HARRISBURG, Pa. (AP) — Democrat Katie McGinty had barely finished her victory speech celebrating a 10-point Pennsylvania primary win for the nomination to challenge Republican U.S. Sen. Pat Toomey before TV attack ads began flying in a general election contest that could tilt political control of the U.S. Senate.

Already, four TV ads — three of them are attack ads — have begun airing since Tuesday night in an effort to shape the race leading to the Nov. 8 election.

Pennsylvanians should prepare for even more mud-slinging: Tens of millions of dollars are likely to be spent to influence a campaign that is being watched nationally.

The attacks are along these themes: Toomey is a right-wing Wall Street shill who is riding shotgun with Donald Trump; and McGinty is a left-wing bureaucrat who used the government-corporate revolving door to enrich herself and is Hillary Clinton's ideological soul mate.

▸ SUPPLIED ENTRIES:
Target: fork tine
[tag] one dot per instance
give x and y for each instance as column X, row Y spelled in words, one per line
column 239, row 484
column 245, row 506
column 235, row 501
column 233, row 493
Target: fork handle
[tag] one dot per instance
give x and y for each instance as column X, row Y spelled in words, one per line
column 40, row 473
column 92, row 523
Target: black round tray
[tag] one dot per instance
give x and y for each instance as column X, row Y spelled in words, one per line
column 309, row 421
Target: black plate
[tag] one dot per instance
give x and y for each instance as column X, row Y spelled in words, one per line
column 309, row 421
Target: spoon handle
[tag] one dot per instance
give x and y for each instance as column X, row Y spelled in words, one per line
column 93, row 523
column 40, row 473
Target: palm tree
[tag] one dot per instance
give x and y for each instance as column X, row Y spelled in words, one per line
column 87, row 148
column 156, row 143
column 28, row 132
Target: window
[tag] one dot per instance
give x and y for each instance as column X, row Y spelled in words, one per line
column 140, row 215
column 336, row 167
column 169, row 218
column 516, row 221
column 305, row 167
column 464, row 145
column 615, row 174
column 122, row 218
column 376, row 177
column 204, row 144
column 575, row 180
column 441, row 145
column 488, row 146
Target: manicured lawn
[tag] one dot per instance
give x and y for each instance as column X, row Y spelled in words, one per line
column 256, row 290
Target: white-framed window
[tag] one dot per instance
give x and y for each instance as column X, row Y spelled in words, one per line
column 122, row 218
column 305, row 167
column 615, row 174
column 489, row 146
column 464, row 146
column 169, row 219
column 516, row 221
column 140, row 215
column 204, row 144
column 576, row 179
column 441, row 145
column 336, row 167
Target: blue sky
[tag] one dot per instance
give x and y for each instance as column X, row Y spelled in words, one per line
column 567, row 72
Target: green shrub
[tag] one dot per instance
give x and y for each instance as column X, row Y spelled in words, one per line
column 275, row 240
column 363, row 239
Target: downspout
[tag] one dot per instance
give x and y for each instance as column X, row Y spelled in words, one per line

▸ WORK INSTRUCTION 1:
Reproduce the part of the Pennsylvania Senate race excerpt starting with "Already, four TV" and going on through "ideological soul mate.".
▸ WORK INSTRUCTION 2:
According to the Pennsylvania Senate race excerpt, why should Pennsylvanians prepare for even more mud-slinging?
▸ WORK INSTRUCTION 3:
List every person named in the Pennsylvania Senate race excerpt.
The lines have no connection to the Pennsylvania Senate race excerpt.

▸ EXERCISE RESULT 1:
Already, four TV ads — three of them are attack ads — have begun airing since Tuesday night in an effort to shape the race leading to the Nov. 8 election.

Pennsylvanians should prepare for even more mud-slinging: Tens of millions of dollars are likely to be spent to influence a campaign that is being watched nationally.

The attacks are along these themes: Toomey is a right-wing Wall Street shill who is riding shotgun with Donald Trump; and McGinty is a left-wing bureaucrat who used the government-corporate revolving door to enrich herself and is Hillary Clinton's ideological soul mate.

▸ EXERCISE RESULT 2:
Tens of millions of dollars are likely to be spent to influence the campaign, which is being watched nationally.

▸ EXERCISE RESULT 3:
Katie McGinty
Pat Toomey
Donald Trump
Hillary Clinton